## HOW TO COMPLETE THIS TASK
Could you filter the listing for lines with the word "cardigan" and return them?

## INFORMATION GIVEN

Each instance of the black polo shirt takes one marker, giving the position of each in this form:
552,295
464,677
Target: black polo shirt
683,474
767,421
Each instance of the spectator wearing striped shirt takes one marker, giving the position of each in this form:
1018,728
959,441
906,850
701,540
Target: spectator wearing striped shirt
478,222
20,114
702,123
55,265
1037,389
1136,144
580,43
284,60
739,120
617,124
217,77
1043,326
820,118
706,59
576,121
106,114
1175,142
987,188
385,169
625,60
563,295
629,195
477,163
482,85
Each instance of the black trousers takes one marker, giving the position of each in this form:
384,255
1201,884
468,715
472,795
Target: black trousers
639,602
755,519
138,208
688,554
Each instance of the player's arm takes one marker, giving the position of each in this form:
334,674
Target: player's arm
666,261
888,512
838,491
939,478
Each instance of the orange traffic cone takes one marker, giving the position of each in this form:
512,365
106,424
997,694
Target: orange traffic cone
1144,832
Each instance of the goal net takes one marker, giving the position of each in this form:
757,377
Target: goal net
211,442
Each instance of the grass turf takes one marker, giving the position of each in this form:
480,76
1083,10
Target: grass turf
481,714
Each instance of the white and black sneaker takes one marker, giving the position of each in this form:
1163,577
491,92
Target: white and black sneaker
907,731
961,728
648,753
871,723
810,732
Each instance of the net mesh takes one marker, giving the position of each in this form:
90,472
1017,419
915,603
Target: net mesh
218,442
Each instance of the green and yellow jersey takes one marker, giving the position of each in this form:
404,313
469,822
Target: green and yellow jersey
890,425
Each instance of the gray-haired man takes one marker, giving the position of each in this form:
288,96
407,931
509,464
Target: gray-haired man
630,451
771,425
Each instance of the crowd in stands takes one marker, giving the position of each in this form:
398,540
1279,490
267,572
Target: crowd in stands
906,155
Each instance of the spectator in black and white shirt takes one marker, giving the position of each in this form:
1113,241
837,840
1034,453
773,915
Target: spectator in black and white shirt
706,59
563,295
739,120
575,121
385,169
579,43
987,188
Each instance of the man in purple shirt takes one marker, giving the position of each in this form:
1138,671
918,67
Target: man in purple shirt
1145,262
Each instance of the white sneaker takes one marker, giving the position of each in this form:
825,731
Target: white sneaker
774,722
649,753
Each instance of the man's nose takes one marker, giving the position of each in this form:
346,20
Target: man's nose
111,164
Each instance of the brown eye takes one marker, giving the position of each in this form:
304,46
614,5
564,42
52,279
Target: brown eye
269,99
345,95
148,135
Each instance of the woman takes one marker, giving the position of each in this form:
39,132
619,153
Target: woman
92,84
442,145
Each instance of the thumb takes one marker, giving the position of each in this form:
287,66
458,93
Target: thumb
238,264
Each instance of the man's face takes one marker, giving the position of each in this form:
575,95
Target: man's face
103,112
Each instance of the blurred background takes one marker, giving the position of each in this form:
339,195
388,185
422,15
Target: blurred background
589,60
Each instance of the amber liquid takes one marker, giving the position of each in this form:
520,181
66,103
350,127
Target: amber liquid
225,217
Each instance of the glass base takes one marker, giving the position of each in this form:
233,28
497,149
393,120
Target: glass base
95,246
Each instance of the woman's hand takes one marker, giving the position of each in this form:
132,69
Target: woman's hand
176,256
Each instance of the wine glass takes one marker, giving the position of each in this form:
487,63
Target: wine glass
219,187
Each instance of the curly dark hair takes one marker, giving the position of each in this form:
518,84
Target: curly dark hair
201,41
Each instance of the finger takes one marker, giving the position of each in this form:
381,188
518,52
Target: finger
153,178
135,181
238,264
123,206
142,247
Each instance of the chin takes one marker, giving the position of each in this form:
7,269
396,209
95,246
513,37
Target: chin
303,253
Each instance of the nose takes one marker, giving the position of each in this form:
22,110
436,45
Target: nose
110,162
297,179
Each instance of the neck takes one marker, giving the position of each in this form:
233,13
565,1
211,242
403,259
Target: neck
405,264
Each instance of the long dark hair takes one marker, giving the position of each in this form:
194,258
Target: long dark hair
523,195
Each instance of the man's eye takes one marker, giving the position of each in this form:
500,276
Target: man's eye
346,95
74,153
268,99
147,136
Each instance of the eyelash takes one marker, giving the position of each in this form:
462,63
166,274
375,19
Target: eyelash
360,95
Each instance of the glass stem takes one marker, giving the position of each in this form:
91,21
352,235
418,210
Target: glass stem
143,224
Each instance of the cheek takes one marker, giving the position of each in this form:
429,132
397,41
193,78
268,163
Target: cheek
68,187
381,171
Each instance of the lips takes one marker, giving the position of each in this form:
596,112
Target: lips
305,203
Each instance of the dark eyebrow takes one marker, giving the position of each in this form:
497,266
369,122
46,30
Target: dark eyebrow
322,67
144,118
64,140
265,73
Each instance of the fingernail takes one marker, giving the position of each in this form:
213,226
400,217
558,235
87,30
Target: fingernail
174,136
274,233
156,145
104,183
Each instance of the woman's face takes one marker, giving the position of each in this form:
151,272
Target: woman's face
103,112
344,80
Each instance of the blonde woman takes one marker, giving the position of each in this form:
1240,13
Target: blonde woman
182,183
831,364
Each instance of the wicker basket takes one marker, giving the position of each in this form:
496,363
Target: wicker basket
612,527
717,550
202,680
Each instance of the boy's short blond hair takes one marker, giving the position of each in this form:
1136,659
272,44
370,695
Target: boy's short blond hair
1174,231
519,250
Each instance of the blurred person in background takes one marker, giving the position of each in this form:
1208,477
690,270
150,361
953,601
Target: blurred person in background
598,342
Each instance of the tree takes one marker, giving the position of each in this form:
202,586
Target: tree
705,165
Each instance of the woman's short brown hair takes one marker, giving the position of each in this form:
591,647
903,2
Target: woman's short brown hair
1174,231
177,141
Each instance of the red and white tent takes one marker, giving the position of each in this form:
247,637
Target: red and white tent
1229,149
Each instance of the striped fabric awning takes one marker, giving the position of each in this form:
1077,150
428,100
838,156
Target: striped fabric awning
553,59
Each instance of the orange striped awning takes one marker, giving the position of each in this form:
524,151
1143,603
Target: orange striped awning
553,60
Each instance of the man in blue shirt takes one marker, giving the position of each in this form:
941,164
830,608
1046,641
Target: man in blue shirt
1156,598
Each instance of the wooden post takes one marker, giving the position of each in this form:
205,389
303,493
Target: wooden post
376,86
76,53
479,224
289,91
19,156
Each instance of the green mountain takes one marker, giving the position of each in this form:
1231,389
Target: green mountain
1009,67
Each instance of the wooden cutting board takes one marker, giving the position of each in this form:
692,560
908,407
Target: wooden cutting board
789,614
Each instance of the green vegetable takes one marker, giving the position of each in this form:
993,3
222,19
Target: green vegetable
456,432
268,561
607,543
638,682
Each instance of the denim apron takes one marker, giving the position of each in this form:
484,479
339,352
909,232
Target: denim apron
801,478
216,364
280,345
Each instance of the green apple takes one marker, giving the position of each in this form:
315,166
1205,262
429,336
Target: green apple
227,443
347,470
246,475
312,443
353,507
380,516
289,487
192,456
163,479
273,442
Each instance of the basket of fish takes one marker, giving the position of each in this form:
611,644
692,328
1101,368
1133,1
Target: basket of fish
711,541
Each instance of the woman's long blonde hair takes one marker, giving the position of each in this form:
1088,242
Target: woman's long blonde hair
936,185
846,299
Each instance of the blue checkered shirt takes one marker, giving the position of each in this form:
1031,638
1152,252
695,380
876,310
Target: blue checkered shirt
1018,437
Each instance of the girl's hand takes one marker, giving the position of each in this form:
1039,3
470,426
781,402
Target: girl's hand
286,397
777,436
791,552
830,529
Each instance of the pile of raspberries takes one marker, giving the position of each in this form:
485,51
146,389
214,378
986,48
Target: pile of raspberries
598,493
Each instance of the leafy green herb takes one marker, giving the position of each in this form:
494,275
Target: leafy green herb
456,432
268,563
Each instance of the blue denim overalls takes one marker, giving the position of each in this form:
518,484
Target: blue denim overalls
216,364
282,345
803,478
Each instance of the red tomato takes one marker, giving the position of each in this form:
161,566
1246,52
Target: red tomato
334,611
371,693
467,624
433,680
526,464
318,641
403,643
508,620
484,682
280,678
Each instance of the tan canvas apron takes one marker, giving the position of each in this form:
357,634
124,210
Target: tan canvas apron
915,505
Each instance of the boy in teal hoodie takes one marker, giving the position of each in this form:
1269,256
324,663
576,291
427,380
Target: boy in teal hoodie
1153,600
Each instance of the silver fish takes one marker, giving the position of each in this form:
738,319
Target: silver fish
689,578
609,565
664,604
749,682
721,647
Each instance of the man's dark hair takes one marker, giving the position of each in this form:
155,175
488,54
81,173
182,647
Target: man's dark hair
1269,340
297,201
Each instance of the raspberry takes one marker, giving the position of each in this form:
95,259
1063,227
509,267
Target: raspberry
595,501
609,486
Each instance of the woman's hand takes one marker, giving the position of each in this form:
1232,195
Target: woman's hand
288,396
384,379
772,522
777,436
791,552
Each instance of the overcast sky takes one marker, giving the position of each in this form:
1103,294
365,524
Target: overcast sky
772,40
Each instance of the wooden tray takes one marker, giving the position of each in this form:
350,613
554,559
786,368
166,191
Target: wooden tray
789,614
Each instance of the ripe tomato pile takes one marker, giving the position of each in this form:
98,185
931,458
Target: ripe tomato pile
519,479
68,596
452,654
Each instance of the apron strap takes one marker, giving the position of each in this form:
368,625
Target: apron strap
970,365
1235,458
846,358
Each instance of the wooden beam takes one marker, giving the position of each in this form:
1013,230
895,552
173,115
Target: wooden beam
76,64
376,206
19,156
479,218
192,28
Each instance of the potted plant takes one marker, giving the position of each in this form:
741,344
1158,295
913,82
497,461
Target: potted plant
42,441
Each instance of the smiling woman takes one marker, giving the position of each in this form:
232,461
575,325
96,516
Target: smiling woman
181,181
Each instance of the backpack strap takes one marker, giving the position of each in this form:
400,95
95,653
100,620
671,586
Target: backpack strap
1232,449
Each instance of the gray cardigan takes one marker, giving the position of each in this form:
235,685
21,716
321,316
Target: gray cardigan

## RESPONSE BOX
Each instance of the gray cardigan takes one marker, giving the position of each in this form:
Target: gray cardigan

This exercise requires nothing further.